**Document segment:**
◆ ◆ ◆

Climate and securityMIT expert: “toxic” political discussions limit climate response

Published 5 September 2012

In a talk at the Sandia National Lab, an MIT expert says the inability of natural and social scientists to convince political leaders that “we’re spinning a roulette wheel over climate change” puts humanity at “extreme risk,” and that the difficulties in using science to push for mitigation strategies are more political than scientific

The inability of natural and social scientists to convince political leaders that “we’re spinning a roulette wheel over climate change” puts humanity at “extreme risk,” said Massachusetts Institute of Technology management professor Henry Jacoby, former co-director of the MIT Joint Program on the Science and Policy of Global Change, during a lecture at Sandia National Laboratories.

A Sandia Lab release reports that he was the eighth invited speaker for Sandia’s Climate Change and National Security Speaker Series.

The difficulties in using science to push for mitigation strategies are more political than scientific, Jacoby said, a fitting view perhaps for the director of the social sciences component of the Joint Program’s Integrated Global System Model. He mentioned examples that stretched from the dead end reached by the Kyoto protocols, signed by President Bill Clinton but never submitted to Congress for ratification, to the Heartland Institute’s startling Chicago billboard featuring the face of Unabomber Ted Kaczynski accompanied by the words, “I believe in climate change. Do you?”

◆ ◆ ◆

**Assigned task 1:**
Answer these questions from the article on Henry Jacoby's climate talk.
(a) On what date was the article published?
(b) Which invited speaker was Jacoby in Sandia's Climate Change and National Security Speaker Series?
(c) Whose face appeared on the Heartland Institute's Chicago billboard?
**Assigned task 2:**
Say whether each statement agrees with the article on Henry Jacoby's climate talk. Answer yes or no, and quote the words from the article that decide it.
(a) Jacoby gave his lecture at MIT.
(b) The Kyoto protocols were submitted to Congress for ratification.
(c) Jacoby said the difficulties in using science to push for mitigation strategies are more political than scientific.

◆ ◆ ◆

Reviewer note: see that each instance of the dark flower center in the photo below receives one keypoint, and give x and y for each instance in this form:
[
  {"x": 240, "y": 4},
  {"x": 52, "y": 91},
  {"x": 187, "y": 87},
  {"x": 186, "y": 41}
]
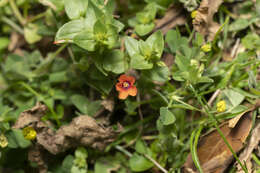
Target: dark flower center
[{"x": 126, "y": 84}]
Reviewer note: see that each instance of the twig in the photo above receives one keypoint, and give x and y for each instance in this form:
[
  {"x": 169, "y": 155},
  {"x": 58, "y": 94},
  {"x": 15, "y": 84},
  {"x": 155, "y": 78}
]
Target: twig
[
  {"x": 118, "y": 147},
  {"x": 213, "y": 97},
  {"x": 156, "y": 163}
]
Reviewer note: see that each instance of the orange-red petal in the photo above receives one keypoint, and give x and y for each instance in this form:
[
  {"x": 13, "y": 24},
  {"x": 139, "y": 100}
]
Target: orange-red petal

◆ ◆ ◆

**Response box 1:**
(a) 5 September 2012
(b) The eighth
(c) Unabomber Ted Kaczynski

**Response box 2:**
(a) No: "during a lecture at Sandia National Laboratories"
(b) No: "signed by President Bill Clinton but never submitted to Congress for ratification"
(c) Yes: "The difficulties in using science to push for mitigation strategies are more political than scientific, Jacoby said"